§ **INFORMATION SHOWN**:

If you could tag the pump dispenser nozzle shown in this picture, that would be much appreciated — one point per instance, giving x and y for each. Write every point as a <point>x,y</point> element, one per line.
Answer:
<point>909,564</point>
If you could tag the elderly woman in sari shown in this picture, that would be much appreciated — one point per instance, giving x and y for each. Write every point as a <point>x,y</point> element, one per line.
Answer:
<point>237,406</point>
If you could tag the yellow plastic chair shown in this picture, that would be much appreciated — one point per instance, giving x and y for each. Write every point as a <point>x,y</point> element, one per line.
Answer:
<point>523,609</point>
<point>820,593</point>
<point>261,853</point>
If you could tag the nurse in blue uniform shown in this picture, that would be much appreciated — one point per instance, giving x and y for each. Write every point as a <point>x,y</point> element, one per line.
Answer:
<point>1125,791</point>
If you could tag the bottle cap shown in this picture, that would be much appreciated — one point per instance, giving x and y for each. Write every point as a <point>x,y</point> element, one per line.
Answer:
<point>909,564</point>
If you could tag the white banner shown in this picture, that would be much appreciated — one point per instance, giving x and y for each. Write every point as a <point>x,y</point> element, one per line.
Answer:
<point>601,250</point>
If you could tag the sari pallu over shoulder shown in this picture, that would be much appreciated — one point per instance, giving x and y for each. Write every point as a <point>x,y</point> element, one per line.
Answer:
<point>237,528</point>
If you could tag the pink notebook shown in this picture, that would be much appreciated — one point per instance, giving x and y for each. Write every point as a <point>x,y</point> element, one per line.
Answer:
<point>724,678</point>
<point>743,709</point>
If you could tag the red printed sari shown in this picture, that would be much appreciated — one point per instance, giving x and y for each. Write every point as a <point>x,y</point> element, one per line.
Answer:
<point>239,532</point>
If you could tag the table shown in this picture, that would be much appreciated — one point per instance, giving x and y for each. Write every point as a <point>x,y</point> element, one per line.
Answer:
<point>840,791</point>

§ **TO DO**: Format every line of the material above as a JSON list of strings, one string per line, and leave out any blank lines.

§ **EXERCISE RESULT**:
[
  "If you could tag the pump dispenser nozzle shown in this picture, that would be much appreciated — one point per instance, giving x and y for each. Write every point as a <point>x,y</point> element, one per line.",
  "Answer:",
  "<point>909,564</point>",
  "If you could tag the elderly woman in sari shown in this picture, that would be much appreciated — one point per instance, giving x and y for each. Write every point as a <point>x,y</point> element, one per line.",
  "Answer:",
  "<point>237,406</point>",
  "If you could tag the yellow plastic chair shown in this picture, that would be much appreciated — one point per instance, giving x and y for each. Write every point as a <point>x,y</point> element, one per line.",
  "Answer:",
  "<point>523,609</point>",
  "<point>820,593</point>",
  "<point>261,853</point>",
  "If you could tag the nurse in blue uniform shown in this picture, that would be much appreciated — one point per instance, giving x and y for each. Write every point as a <point>x,y</point> element, one per line.",
  "Answer:",
  "<point>1125,791</point>",
  "If you could tag the bottle cap shown in this picture, that would be much appreciated — one point per instance, giving x and y for each. Write every point as a <point>x,y</point> element, one per line.",
  "Answer:",
  "<point>909,564</point>",
  "If you could tag the white banner shown in this picture, that would be much appreciated — one point per instance, giving x and y for each. Write every point as a <point>x,y</point> element, one per line.",
  "Answer:",
  "<point>601,250</point>",
  "If you could tag the sari pallu over shoulder shown in this picture, that would be much appreciated — one point per instance, giving x and y for each. Write every point as a <point>x,y</point> element, one per line.",
  "Answer:",
  "<point>237,528</point>",
  "If you could tag the pink notebook shown in this picture, that would be much appreciated — one point per instance, giving x and y for each. Write every point as a <point>x,y</point> element, one per line.",
  "Answer:",
  "<point>724,678</point>",
  "<point>743,709</point>",
  "If you could tag the red printed sari shown in this picture, that would be much appreciated — one point per instance, giving x and y for each. Write every point as a <point>x,y</point> element, one per line.",
  "Answer:",
  "<point>239,532</point>",
  "If you could tag the table shown in this picture, that would be much appreciated — one point per instance, giving x and y for each. Write every point as a <point>x,y</point> element, one per line.",
  "Answer:",
  "<point>840,791</point>"
]